NVMe itself, the core specification, the revision 1.4, we're anticipating to deliver that mid-next year.
What that's got is anchor features as we have multi-pathing capability.
One of the key things is just building out further and further a lot of our multi-pathing.
So asymmetric namespace access is one of the key things.
If Fred Knight is here, Fred can tell you to a great extent of the wonderful capabilities in ANA.
What that's trying to do is make sure that if you have two paths to an SSD,
how can you make sure that the path you're on,
that you're on the optimal path currently,
and then fail over to the one that's less optimal?
Then we have persistent memory region.
One of the capabilities that we're doing in that
is essentially you take the controller memory buffer
that has such an awesome name and you think about okay that is for when it's it's volatile
is the controller memory buffer what persistent memory region is giving you is a persistent
controller memory buffer essentially but we just renamed it so persistent memory region what it's
really giving you is this capability to have a a way that you can have memory access to your ssd so you may have you can imagine some
people thinking about in database applications they may have a portion of the device that they
want to use in a memory like fashion for certain updates for small updates and then they want to
use the vast majority of
the SSD as NAND in the normal fashion. So that's what persistent memory region gives you.
And then lastly, IO determinism. Let me lead into IO determinism is on the forefront of what I think
we need to focus on next. So let me dive into that. So today's challenge that I really see is quality of service at scale. And IODeterminism
is one mechanism going after that, but I wanted to talk with us about how we align on the real
problem we need to go after next and how we do that together. So I am shamelessly stealing lots
of pictures from a presentation that Chris Peterson and I gave together at Flash Memory Summit in 2017.
So Facebook at scale, these are numbers from 2017.
And so it's only gotten way, way bigger.
Right.
So you talk about, you know, two billion people on join Facebook each month.
It's just that doesn't make sense.
Two billion something
it's something of something but they're big numbers right they're really big numbers that's
my point at scale it's big i sound like an engineer right um so one of the things that's
occurring is disaggregation right disaggregation of storage that's happening over time and you
have a server where you really
want to disaggregate because your CPU and your flash, in year one, you've balanced them. In year
two, well, hey, on this particular server, maybe I need more flash. And so your needs have outstripped.

☆ ☆ ☆ ☆ ☆ ☆ ☆

Proceed with the NVMe storage passage, picking up right after its final sentence. The entries that follow are not needed here.

☆ ☆ ☆ ☆ ☆ ☆ ☆

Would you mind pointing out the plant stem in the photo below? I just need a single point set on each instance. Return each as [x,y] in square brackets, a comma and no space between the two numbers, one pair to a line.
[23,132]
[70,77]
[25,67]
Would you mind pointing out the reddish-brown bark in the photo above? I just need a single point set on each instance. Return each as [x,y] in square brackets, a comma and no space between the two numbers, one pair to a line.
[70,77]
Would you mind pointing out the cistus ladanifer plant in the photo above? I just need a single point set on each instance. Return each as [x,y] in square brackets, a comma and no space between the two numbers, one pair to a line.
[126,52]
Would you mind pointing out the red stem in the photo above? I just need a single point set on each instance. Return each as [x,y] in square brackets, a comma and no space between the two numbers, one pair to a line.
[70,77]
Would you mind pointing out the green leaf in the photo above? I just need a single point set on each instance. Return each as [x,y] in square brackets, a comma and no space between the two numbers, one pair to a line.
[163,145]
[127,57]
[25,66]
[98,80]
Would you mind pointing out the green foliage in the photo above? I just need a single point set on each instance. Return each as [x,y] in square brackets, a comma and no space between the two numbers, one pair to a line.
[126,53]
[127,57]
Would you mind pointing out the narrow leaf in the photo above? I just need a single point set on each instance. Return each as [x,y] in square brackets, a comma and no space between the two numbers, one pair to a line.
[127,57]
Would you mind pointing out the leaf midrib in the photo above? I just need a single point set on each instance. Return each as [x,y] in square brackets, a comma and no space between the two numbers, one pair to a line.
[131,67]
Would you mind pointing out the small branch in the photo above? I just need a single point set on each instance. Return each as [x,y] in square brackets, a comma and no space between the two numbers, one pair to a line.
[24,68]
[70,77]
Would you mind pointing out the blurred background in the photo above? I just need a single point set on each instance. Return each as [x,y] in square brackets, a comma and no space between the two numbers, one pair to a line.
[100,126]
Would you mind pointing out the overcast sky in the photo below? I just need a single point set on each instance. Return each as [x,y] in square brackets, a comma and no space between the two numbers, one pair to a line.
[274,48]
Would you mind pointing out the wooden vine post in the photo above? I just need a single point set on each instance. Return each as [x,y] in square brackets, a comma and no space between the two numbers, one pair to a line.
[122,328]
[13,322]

☆ ☆ ☆ ☆ ☆ ☆ ☆

## Task output
But on the converse side, you may have, okay, I've got wasted CPU resource. So a critical thing that the
disaggregated, disaggregation of flash or storage pooling that some people like to talk about is,
how do I not scale and tie two things together that don't need to be tied together? How do I
not tie my CPU scaling to my flash scaling? And we're seeing that in all sorts of things. For example, I was in
a conversation, you know, earlier this week about how do I not tie my AI scaling to my core scaling,
right? How do I make sure that I can independently scale these variables to deliver the best
performance and the most optimized? And one thing you'll hear Chris talk about is dark flash and the
evil of dark flash, right? Flash is not the cheapest
thing ever. Some of our major cloud service providers are actually spending, I was very
disappointed to learn, as an example, one of our cloud service providers that's, you know, one of
the top super seven that they call them, they spend more money on, their most money spent is on memory, on DRAM. And the second most
is on SSDs, and the third is on CPUs. And being from Intel, that was super sad. So a key thing is
how do we disaggregate flash so that that way you can avoid buying more flash than you need and really right-size your variables of CPU and memory and
flash. So the challenge that Chris is seeing is that the NAND flash trend, if you look at it,
is kind of crazy, right? So the NAND flash trend is we just keep growing our NAND flash capacity,
which is awesome for everybody in this room. But what that leads to is a really big challenge.
If you roll back a few years,
people were attaching, say, I attach a terabyte M.2 SSD. That's awesome. Now I've got a four
terabyte M.2 SSD. However, my application doesn't need four terabytes now. How do I now land more
applications on a single SSD? And what does that mean to me as a shared resource?
So what that means is I cry.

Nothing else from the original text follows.